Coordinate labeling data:
(begin)

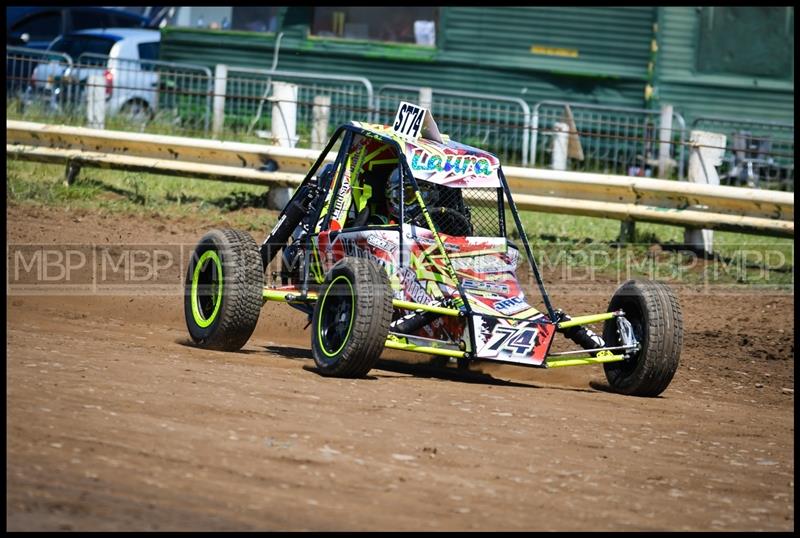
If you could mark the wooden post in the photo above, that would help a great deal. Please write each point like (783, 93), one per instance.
(320, 114)
(707, 152)
(560, 146)
(627, 231)
(220, 87)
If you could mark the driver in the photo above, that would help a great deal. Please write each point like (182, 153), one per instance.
(448, 220)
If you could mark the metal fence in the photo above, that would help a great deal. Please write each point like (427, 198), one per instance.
(238, 103)
(500, 125)
(757, 153)
(139, 94)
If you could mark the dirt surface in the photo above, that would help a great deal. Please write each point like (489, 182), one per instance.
(115, 422)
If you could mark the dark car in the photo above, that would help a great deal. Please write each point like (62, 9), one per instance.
(37, 27)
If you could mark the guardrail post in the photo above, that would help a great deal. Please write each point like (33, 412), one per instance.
(96, 102)
(320, 114)
(220, 86)
(284, 133)
(707, 152)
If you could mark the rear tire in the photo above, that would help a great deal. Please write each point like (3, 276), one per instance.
(224, 290)
(351, 318)
(655, 314)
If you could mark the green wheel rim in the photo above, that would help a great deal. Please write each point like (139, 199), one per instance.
(339, 304)
(211, 297)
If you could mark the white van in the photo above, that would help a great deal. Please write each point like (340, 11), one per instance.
(121, 56)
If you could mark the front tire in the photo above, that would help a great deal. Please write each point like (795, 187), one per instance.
(655, 315)
(224, 290)
(351, 318)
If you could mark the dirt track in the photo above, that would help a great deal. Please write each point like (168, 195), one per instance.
(115, 422)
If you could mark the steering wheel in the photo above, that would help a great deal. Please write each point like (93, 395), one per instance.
(447, 221)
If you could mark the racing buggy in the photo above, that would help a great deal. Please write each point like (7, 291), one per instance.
(401, 238)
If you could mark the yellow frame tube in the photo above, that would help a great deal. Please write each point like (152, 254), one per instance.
(397, 303)
(391, 344)
(280, 295)
(558, 363)
(584, 320)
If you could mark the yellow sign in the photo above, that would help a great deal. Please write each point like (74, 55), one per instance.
(554, 51)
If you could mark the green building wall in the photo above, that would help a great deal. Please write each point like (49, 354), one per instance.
(635, 57)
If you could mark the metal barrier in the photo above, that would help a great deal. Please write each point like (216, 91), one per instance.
(495, 123)
(248, 89)
(179, 99)
(757, 153)
(166, 96)
(22, 88)
(614, 140)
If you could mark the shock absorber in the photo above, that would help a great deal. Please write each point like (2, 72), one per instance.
(586, 338)
(410, 323)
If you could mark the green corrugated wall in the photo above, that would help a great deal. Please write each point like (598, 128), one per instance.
(488, 50)
(695, 94)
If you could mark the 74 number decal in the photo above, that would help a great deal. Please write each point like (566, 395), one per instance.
(519, 342)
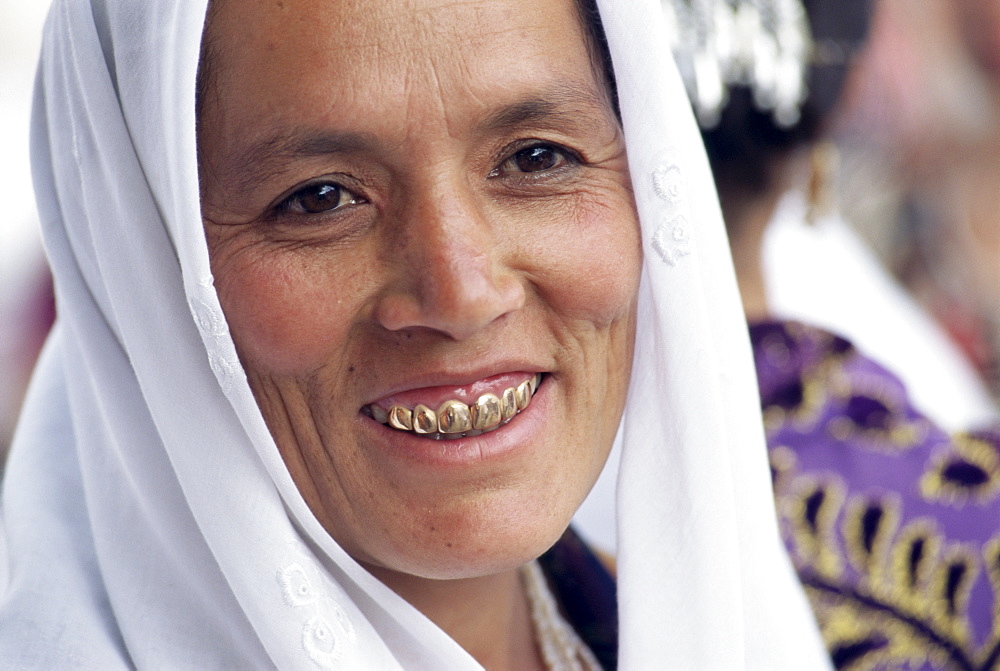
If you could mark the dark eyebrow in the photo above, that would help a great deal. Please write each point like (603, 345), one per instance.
(253, 164)
(569, 105)
(566, 106)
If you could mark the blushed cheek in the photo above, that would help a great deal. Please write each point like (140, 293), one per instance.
(597, 269)
(283, 322)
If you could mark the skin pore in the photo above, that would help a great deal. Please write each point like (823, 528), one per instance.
(408, 200)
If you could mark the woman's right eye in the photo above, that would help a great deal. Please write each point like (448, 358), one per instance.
(318, 198)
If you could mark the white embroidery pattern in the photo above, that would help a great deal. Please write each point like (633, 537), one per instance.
(667, 180)
(215, 334)
(327, 630)
(672, 239)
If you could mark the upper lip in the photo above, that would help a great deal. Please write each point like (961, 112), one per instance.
(416, 382)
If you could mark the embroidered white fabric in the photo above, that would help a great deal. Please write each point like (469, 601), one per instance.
(149, 519)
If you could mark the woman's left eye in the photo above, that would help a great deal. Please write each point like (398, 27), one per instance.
(534, 159)
(318, 198)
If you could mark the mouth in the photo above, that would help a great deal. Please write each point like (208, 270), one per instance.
(455, 418)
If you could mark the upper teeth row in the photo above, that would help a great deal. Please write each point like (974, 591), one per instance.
(455, 417)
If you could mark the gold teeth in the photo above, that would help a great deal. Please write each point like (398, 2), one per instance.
(454, 419)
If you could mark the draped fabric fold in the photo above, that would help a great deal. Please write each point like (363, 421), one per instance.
(148, 518)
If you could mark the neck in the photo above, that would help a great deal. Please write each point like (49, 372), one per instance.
(488, 616)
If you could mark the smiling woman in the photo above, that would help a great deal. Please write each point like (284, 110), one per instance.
(351, 295)
(477, 215)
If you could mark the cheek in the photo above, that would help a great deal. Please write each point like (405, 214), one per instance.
(590, 268)
(285, 318)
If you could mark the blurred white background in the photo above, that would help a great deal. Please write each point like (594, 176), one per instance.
(20, 249)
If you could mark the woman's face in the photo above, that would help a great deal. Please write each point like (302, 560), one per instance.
(423, 203)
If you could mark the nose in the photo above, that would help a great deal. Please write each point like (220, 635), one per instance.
(450, 274)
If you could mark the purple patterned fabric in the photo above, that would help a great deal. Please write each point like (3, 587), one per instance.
(893, 525)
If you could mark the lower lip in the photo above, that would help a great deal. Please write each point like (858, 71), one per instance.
(511, 439)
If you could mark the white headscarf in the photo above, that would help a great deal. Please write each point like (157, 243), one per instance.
(149, 518)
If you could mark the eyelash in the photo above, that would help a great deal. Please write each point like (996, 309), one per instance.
(292, 204)
(565, 158)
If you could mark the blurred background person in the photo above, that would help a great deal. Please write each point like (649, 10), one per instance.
(923, 129)
(890, 506)
(25, 290)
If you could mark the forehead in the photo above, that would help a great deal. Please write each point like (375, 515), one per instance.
(271, 58)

(end)

With the pictures left out, transcribe the material exactly.

If you could mark the wooden post in the photo above, that would help a great deal. Please write each point like (783, 93), one per instance.
(320, 114)
(707, 152)
(560, 146)
(627, 231)
(220, 87)
If you could mark the driver in the photo above, that would help a great deal. Please write each point like (182, 153), one per instance.
(448, 220)
If you could mark the metal fence in the photo above, that would help a great deal. Please write each point like (427, 198), one per instance.
(238, 103)
(500, 125)
(757, 153)
(139, 94)
If you could mark the dirt surface in the photo above, that would help a great deal. Please write each point like (489, 182), one per instance.
(115, 422)
If you could mark the dark car in the photo above, that would help a great deal. Please write each point like (62, 9), one per instance.
(37, 27)
If you could mark the guardrail post in the photo above, that would help a great deal. Please write each point like (33, 412), one per instance.
(96, 102)
(320, 114)
(220, 86)
(284, 133)
(707, 152)
If you could mark the rear tire in the photo above, that would help a great deal. Please write each point like (3, 276), one per instance.
(224, 290)
(351, 318)
(655, 314)
If you could mark the green wheel rim in the photo above, that would help a great deal. Please write each point like (139, 199), one per instance.
(339, 304)
(211, 297)
If you could mark the white van in the photo above, that would help a great deal. Please write each point like (340, 11), one per instance.
(121, 56)
If you could mark the front tire in the photo above, that would help a great deal. Please write each point like (795, 187), one per instance.
(655, 315)
(224, 290)
(351, 318)
If you could mark the dirt track in the photo above, that would help a great deal. Please write each point like (168, 195), one per instance.
(115, 422)
If you could mark the steering wheel in the photo above, that would help a great deal. Please write each point like (93, 395), one per instance.
(447, 221)
If you could mark the racing buggy in the photo above, that would help a great deal. Please write each point like (7, 291), one per instance.
(401, 238)
If you could mark the yellow frame tube in the photo above, that would help a great deal. Please write each point like (152, 254), one per instance.
(397, 303)
(391, 344)
(280, 295)
(558, 363)
(584, 320)
If you could mark the yellow sign in the photo above, that would help a great deal. Please write each point like (74, 55), one per instance.
(554, 51)
If you could mark the green building wall in the photo above, that would help a great deal. Please write each point like (49, 354), one per instance.
(635, 57)
If you could mark the metal barrier in the photo above, that would help a great deal. Please write each point like (216, 91), one per instance.
(495, 123)
(248, 89)
(179, 99)
(757, 153)
(166, 96)
(22, 88)
(614, 140)
If you could mark the shock absorber in the photo above, that would help a great deal. Please write each point like (2, 72), one per instance.
(586, 338)
(410, 323)
If you could mark the green corrugated wall in the photo above, that would help a great deal. Please write each point like (598, 128), one per instance.
(488, 50)
(695, 94)
If you could mark the 74 number decal in the photo above, that would help a great deal. Please write each point like (566, 395), one per instance.
(519, 342)
If you could mark the dark eyebrow in the photo above, that would help a great deal. Please write each point like (603, 345), one per instance.
(253, 164)
(569, 105)
(566, 106)
If you could mark the blushed cheek in the photo above, that would help a great deal. Please write each point like (140, 293), one per instance.
(597, 269)
(283, 322)
If you could mark the skin pore in the photo above, that would help a great deal. Please write each point like (823, 528), one per instance.
(408, 200)
If you could mark the woman's right eye in the photo above, that would help a great deal. Please write each point like (448, 358), one per instance.
(318, 198)
If you could mark the white embroidery pattern in the photo above, that would help a great deal. Please write each point like (633, 537), one per instance.
(667, 180)
(215, 334)
(327, 630)
(672, 239)
If you could mark the upper lip in the photo above, that would help a great deal. Please write each point like (961, 112), one per instance.
(416, 382)
If you could mark the embroidered white fabric in the photo above, that would help a great deal. Please write each point like (469, 601), one per instance.
(149, 519)
If you could mark the woman's left eye in the photo above, that would help a great deal. Please write each point like (398, 27), one per instance.
(534, 159)
(318, 198)
If you could mark the mouth in the photo above, that would help a great deal. Please write each point like (208, 270), one per instance.
(455, 418)
If you could mark the upper teeth row in the photo above, that would help a great deal. Please write each point like (974, 591), one per instance.
(455, 417)
If you could mark the gold teeth in the photo above, that would help a great deal. Please write each point like (398, 2), one per instance.
(454, 419)
If you could mark the draped fabric fold in the photo above, that would help a great deal. Please write each point like (363, 421), one per instance.
(148, 518)
If you could mark the neck in the photo above, that would help a great deal. Please write each point like (49, 372), one per instance.
(488, 616)
If you could mark the smiling woman in the photo above, that would help a great deal. Please write each point like (284, 110), one per instance.
(351, 295)
(477, 215)
If you could mark the cheek in the photo above, that would help a great deal. Please write each point like (405, 214), one per instance.
(590, 268)
(285, 318)
If you could mark the blurred white background in the photo above, that would help a great deal. Please write each point like (594, 176), one per instance.
(20, 249)
If you could mark the woman's face in the photo above, that would help a great deal. Please write each point like (302, 560), one per instance.
(423, 203)
If you could mark the nose in the photo above, that would help a great deal. Please write each point like (220, 635), one per instance.
(450, 274)
If you could mark the purple patterned fabric in the photo above, that would help a great deal. Please write each point like (3, 587), one per instance.
(893, 525)
If you could mark the lower lip in the photo above, that would help a great deal. Please write each point like (858, 71), one per instance.
(511, 439)
If you could mark the white headscarf in the photo above, that would help a great deal. Please write each point like (157, 243), one per instance.
(149, 518)
If you could mark the eyelash in the photo above, that would help a great deal. Please write each point like (996, 309), one per instance.
(292, 204)
(565, 158)
If you could mark the blurred background person in the photo above, that would help a great deal. Please write each point like (649, 10), one per instance.
(923, 129)
(890, 506)
(25, 290)
If you could mark the forehead in the photo above, that would help a great deal. Please write each point like (375, 515), one per instance.
(271, 58)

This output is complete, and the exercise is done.